▶ [Task goal]
Reproduce the data below verbatim, from the line with "Provide the segmentation of every instance of the white" up to and including the line with "[(39, 36), (42, 36), (51, 27), (51, 17), (39, 16)]", and nothing else.

▶ [Available data]
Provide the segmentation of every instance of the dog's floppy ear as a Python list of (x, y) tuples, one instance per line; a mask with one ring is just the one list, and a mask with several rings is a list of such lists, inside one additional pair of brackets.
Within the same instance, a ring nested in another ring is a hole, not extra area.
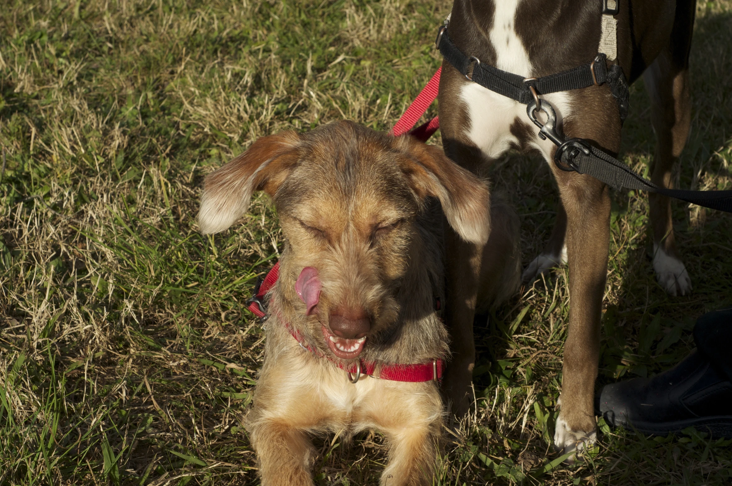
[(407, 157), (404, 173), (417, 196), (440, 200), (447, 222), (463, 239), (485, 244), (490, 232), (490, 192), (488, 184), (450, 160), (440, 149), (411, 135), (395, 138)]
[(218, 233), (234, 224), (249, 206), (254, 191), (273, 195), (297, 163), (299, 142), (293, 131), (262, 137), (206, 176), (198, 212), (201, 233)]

--

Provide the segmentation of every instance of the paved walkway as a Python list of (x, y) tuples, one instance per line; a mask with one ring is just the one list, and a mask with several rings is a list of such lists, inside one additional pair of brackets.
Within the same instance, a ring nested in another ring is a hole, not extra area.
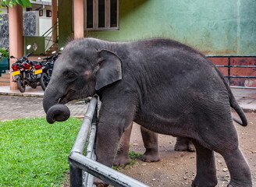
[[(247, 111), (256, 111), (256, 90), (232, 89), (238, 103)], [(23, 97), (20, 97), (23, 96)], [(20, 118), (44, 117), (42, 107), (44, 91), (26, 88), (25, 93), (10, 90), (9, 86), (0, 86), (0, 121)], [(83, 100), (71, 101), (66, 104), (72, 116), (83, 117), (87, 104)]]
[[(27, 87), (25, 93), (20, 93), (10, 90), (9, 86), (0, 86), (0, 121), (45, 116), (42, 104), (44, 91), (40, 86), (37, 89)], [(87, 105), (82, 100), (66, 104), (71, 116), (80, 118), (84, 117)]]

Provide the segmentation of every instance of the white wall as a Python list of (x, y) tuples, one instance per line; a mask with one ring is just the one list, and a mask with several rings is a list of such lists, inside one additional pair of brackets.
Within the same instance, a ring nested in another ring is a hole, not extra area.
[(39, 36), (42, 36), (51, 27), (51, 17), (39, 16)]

...

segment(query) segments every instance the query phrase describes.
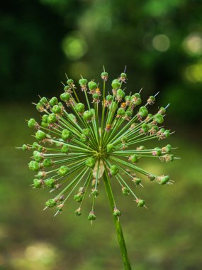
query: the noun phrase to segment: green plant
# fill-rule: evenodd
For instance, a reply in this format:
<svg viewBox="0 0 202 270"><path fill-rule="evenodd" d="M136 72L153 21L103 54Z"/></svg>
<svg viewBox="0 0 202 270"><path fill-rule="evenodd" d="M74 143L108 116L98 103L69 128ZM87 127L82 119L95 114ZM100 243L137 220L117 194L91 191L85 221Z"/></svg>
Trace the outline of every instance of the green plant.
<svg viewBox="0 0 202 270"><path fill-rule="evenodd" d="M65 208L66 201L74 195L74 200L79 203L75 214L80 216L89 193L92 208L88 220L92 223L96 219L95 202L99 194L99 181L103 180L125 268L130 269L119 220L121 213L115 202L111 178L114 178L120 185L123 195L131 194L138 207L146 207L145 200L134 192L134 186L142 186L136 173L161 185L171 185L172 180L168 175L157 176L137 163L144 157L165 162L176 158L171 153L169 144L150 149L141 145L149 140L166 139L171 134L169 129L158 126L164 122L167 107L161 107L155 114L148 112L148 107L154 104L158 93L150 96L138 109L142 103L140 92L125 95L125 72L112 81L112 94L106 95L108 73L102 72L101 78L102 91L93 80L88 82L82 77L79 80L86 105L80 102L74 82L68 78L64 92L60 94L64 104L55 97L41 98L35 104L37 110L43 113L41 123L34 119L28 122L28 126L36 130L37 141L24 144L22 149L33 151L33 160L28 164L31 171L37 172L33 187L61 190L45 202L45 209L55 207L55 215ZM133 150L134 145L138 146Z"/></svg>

▶ [Right answer]
Provide the segmentation of every instance of the white wall as a Python list of (x, y) tuples, one instance per line; a mask with one ring is just the one list, and a mask with several rings is a list of such lists, inside one additional pair of brackets.
Within the same instance, a ring nested in another ring is a hole, not extra area.
[(39, 36), (42, 36), (51, 27), (51, 17), (39, 16)]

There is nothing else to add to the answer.